##### Given records #####

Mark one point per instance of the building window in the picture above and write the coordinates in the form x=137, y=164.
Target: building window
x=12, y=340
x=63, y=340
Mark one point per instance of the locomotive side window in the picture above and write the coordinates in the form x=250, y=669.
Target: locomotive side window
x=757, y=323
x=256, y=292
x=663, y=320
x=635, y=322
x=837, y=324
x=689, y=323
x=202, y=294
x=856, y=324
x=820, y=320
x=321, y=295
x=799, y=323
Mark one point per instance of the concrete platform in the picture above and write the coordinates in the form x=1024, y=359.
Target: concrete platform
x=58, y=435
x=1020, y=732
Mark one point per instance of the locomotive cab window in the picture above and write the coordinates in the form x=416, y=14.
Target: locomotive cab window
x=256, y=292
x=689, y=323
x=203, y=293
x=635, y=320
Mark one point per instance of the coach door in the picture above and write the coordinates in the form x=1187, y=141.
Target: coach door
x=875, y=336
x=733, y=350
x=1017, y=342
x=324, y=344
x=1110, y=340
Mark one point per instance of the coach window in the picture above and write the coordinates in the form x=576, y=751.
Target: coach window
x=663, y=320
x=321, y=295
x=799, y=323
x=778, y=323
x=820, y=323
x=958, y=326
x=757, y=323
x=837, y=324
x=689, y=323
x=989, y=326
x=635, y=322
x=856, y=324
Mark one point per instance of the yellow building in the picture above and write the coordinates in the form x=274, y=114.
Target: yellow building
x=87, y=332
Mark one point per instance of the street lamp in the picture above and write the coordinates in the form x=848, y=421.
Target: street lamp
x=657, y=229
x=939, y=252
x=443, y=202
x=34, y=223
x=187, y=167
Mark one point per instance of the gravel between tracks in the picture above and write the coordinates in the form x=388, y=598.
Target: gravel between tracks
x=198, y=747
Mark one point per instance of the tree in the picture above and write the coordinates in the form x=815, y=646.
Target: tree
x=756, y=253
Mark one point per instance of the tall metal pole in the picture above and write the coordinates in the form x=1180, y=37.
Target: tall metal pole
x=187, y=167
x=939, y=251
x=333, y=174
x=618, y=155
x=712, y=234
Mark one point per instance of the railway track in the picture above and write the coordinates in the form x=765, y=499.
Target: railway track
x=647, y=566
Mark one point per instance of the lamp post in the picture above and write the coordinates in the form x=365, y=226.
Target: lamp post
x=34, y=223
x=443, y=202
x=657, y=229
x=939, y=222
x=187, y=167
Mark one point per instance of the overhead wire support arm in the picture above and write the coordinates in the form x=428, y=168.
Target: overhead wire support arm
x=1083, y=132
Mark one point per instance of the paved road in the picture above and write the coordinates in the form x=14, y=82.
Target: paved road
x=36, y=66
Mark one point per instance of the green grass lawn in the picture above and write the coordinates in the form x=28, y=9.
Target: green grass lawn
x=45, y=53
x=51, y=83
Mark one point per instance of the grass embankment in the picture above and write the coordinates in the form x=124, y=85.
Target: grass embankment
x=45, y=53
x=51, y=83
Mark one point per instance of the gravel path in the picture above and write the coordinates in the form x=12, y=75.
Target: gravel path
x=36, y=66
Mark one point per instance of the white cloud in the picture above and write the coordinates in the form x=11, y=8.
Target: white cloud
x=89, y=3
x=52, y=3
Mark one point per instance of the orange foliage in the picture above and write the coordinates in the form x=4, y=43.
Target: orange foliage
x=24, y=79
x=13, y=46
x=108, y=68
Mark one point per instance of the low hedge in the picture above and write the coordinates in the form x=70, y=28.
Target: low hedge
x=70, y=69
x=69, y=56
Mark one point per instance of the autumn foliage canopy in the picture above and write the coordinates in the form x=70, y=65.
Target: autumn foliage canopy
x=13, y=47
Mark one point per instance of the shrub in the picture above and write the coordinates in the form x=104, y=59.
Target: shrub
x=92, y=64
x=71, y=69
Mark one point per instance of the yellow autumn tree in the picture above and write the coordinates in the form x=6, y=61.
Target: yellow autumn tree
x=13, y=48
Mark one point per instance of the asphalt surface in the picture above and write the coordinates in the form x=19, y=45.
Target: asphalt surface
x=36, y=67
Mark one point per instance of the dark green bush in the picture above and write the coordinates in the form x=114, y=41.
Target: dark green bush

#####

== Task directions ==
Render all of the rows above as a Markdown table with two columns, "No." and "Line." Number each row in the first column, put its text in the second, and omit any blank lines.

== Reply to the task ==
| No. | Line |
|---|---|
| 1 | Mark one point per instance of the building window in the picture above and write the coordinates in the form x=137, y=164. |
| 2 | Target: building window |
| 3 | x=12, y=340 |
| 4 | x=63, y=340 |
| 5 | Mark one point per instance of the locomotive side window in the picture above and write the coordinates in the form x=250, y=669. |
| 6 | Target: locomotive side window |
| 7 | x=757, y=323 |
| 8 | x=256, y=292 |
| 9 | x=663, y=320 |
| 10 | x=635, y=322 |
| 11 | x=837, y=324 |
| 12 | x=689, y=323 |
| 13 | x=202, y=294 |
| 14 | x=856, y=324 |
| 15 | x=820, y=320 |
| 16 | x=321, y=295 |
| 17 | x=799, y=323 |
| 18 | Mark one point per instance of the concrete platform in the picture above and write the coordinates in the form x=1024, y=359. |
| 19 | Target: concrete platform |
| 20 | x=58, y=435 |
| 21 | x=1020, y=732 |
| 22 | Mark one point per instance of the locomotive cab window in the picture above and write the coordinates in the form x=416, y=14. |
| 23 | Target: locomotive cab window |
| 24 | x=256, y=292 |
| 25 | x=689, y=323 |
| 26 | x=203, y=293 |
| 27 | x=635, y=320 |
| 28 | Mark one point per instance of the coach door in the picture above and write the coordinates in the form x=1187, y=141. |
| 29 | Target: coach door |
| 30 | x=875, y=336 |
| 31 | x=733, y=350 |
| 32 | x=1017, y=342 |
| 33 | x=324, y=344 |
| 34 | x=1110, y=340 |
| 35 | Mark one point per instance of the coach window in the picture above and write the coordinates in the form x=576, y=751. |
| 36 | Target: coach window |
| 37 | x=663, y=320 |
| 38 | x=321, y=295 |
| 39 | x=799, y=323 |
| 40 | x=778, y=323 |
| 41 | x=820, y=323 |
| 42 | x=958, y=326 |
| 43 | x=757, y=323 |
| 44 | x=837, y=324 |
| 45 | x=689, y=323 |
| 46 | x=989, y=326 |
| 47 | x=635, y=322 |
| 48 | x=856, y=324 |
| 49 | Mark one point per instance of the yellow building in the picture above and write the coordinates in the form x=274, y=114. |
| 50 | Target: yellow building |
| 51 | x=87, y=332 |
| 52 | Mark one point per instance of the street lamp in the picture above and write the coordinates in the form x=848, y=421. |
| 53 | Target: street lamp |
| 54 | x=657, y=229 |
| 55 | x=939, y=252 |
| 56 | x=443, y=202 |
| 57 | x=34, y=223 |
| 58 | x=187, y=167 |
| 59 | Mark one point per instance of the gravel between tracks in the picture above and write the coordinates in the form x=388, y=598. |
| 60 | Target: gravel between tracks |
| 61 | x=198, y=747 |
| 62 | Mark one point per instance of the tree in the picture above and write the coordinates in the form x=815, y=646. |
| 63 | Target: tree |
| 64 | x=756, y=253 |
| 65 | Mark one point per instance of the tall metal pole in the picture above and write the coordinates in the form x=1180, y=37. |
| 66 | Target: tall metal pole |
| 67 | x=187, y=167 |
| 68 | x=939, y=251 |
| 69 | x=333, y=174 |
| 70 | x=618, y=155 |
| 71 | x=712, y=234 |
| 72 | Mark one point per instance of the railway track in the picture above and write the coordinates in the form x=765, y=499. |
| 73 | Target: railway track |
| 74 | x=647, y=566 |
| 75 | Mark one point per instance of the lamp post in the picture above and write the coordinates in the form x=365, y=226. |
| 76 | Target: lamp post |
| 77 | x=34, y=223 |
| 78 | x=443, y=202 |
| 79 | x=657, y=229 |
| 80 | x=939, y=222 |
| 81 | x=187, y=167 |
| 82 | Mark one point per instance of the overhead wire support arm in the picture above and write the coordinates in the form x=428, y=168. |
| 83 | Target: overhead wire support arm |
| 84 | x=1083, y=132 |
| 85 | Mark one point per instance of the paved road in the picture above and write the coordinates in the form x=14, y=82. |
| 86 | Target: paved road |
| 87 | x=36, y=66 |
| 88 | Mark one point per instance of the green grass lawn in the picture above and write the coordinates in the form x=28, y=9. |
| 89 | Target: green grass lawn |
| 90 | x=45, y=53 |
| 91 | x=51, y=83 |
| 92 | Mark one point per instance of the grass embankment in the picture above and write the coordinates in the form x=124, y=85. |
| 93 | Target: grass embankment |
| 94 | x=45, y=53 |
| 95 | x=51, y=83 |
| 96 | Mark one point per instance of the gravel path in the picture above and write the coordinates in the form x=12, y=75. |
| 97 | Target: gravel path |
| 98 | x=36, y=66 |
| 99 | Mark one point per instance of the white cloud in the picture above and write the coordinates in the form x=11, y=8. |
| 100 | Target: white cloud |
| 101 | x=89, y=3 |
| 102 | x=52, y=3 |
| 103 | Mark one point per instance of the orange foliage in the picture above and write the coordinates in the form x=4, y=43. |
| 104 | Target: orange foliage |
| 105 | x=24, y=79 |
| 106 | x=13, y=46 |
| 107 | x=108, y=68 |
| 108 | Mark one point per instance of the low hedge in the picture above and write the coordinates in the form x=70, y=28. |
| 109 | Target: low hedge |
| 110 | x=70, y=69 |
| 111 | x=69, y=56 |
| 112 | Mark one point per instance of the autumn foliage canopy in the picture above and write the coordinates in the form x=70, y=65. |
| 113 | Target: autumn foliage canopy |
| 114 | x=13, y=47 |
| 115 | Mark one point per instance of the shrub in the picture above and write the coordinates in the form x=104, y=59. |
| 116 | Target: shrub |
| 117 | x=92, y=64 |
| 118 | x=71, y=69 |
| 119 | Mark one point per instance of the yellow autumn tree in the picture above and write the coordinates in the form x=6, y=61. |
| 120 | Target: yellow autumn tree |
| 121 | x=13, y=48 |
| 122 | Mark one point per instance of the asphalt surface in the picture above and write the coordinates in the form x=19, y=45. |
| 123 | Target: asphalt surface |
| 124 | x=36, y=67 |
| 125 | Mark one point per instance of the dark green bush in the picture above and write the coordinates in the form x=114, y=41. |
| 126 | Target: dark green bush |